* **課題文**
..............................

昭和40年11月14日 夜の御理解



 起きてくる事は一切が神様のご都合であり、おかげである。信心をしておって、変わった事が起こってきたらおかげと心得て信心せよと仰る、その事だと思う。信心をさせて頂いておって、それは暑い事であろうが寒い事であろうが、ね、変わった事が起こって来たらおかげと心得て信心せよ、信心をしておるのにどうしてこの様な事がと、と言う様になったらもう信心が留まっておると仰る、留まったんじゃ成長がない、おかげも勿論そこで留まって居る様なもんである。
 ですから、信心させて頂いておって変わった事が起こって来たら、もう一切がおかげであると分からせて、それを神様のご都合とこう言うわけなん、分からない私ども凡夫では、ね、けども変わった事が起こったら、おかげと心得なきゃ、病気の事をお願いさせて頂いた、そしたら帰ったらかって熱が高くなっとったとか、もうおかげ神様の働きが始まっとるんだと言う、例えば頂き方をしなければならん、という訳なんですね。
 なかなか、そこらへんが稽古をしていきませんと、中々垢抜けしてスキッとして頂けん、そこんところを神様が私共が、まあ頂きよいようにです、手心を加えて下さる様な感じが致します、ね。段々信心が高尚になってまいりますと、もう本当に矢継ぎ早に、言うなら、泣き面に蜂と言った様な事が、そのそれでも元気な心で、有り難く受け抜いていくと言う様な信心を、段々出来て来る様になると、また別ですけれども。
 段々信心が分かってきて、少し有り難い有り難いというておるから、神様がどのぐらい有り難いのかとお試し、試しなさる場合もあろう、同時に片一方には本当に難儀な事が起こっておるかと思うと、片一方には神様のおかげと言わなければ、おられないと言うほどのです、おかげを片一方では見せてくださるから、どうやらこれも神様のご都合に違いはないというて、その信心を進めて行けれるわけなんです。
 昨日、田村さん、毎日ああしてお参りされて、昨日は現場の方の当番に当たっておった。それで13日会にも参加したいと言うので丁度三時ぐらいきて、まあ体験発表でもされたおられたようにです、本当にその、もう有り難いわけなんですね。昨日もお届けしておられました。先生、本当にもうこうやって様々な事、難儀な事が続いておりますけれども、神様は片一方にはちゃんと慰めて下さる様に。

..............................

* **収集資料**
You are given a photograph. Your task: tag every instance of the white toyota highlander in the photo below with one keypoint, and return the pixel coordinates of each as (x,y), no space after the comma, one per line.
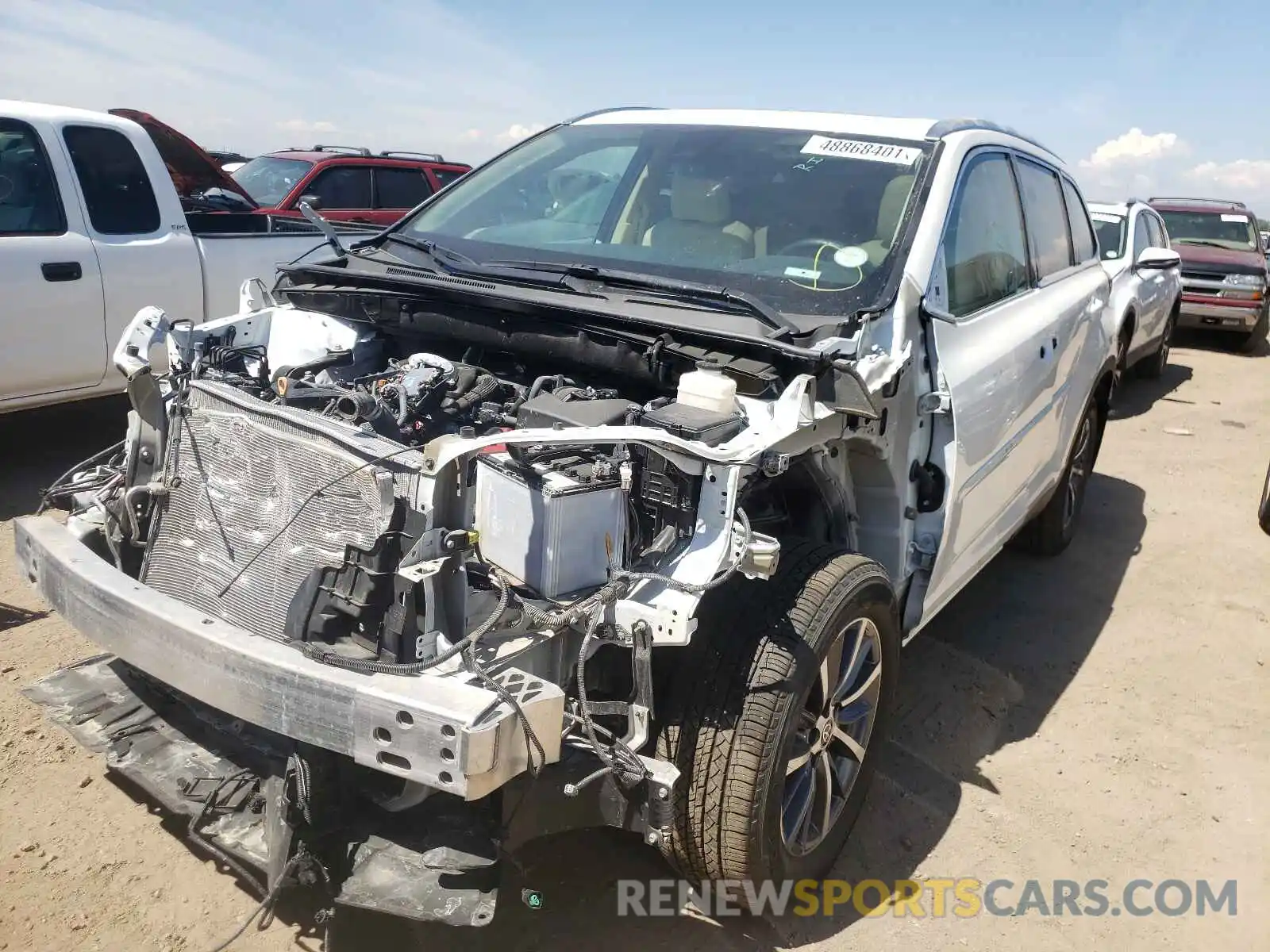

..............................

* **問題**
課題文では、信心をしていて変わった事が起こったときに「信心をしておるのにどうしてこの様な事が」と言うようになるのはなぜよくないとされていますか。その理由を1～3文で説明してください。 資料は課題文の内容とは関係がありません。

* **解答**
そう言うようになれば、もう信心が留まっていることになるからです。信心が留まれば成長がなく、おかげもそこで留まっているようなものだとされています。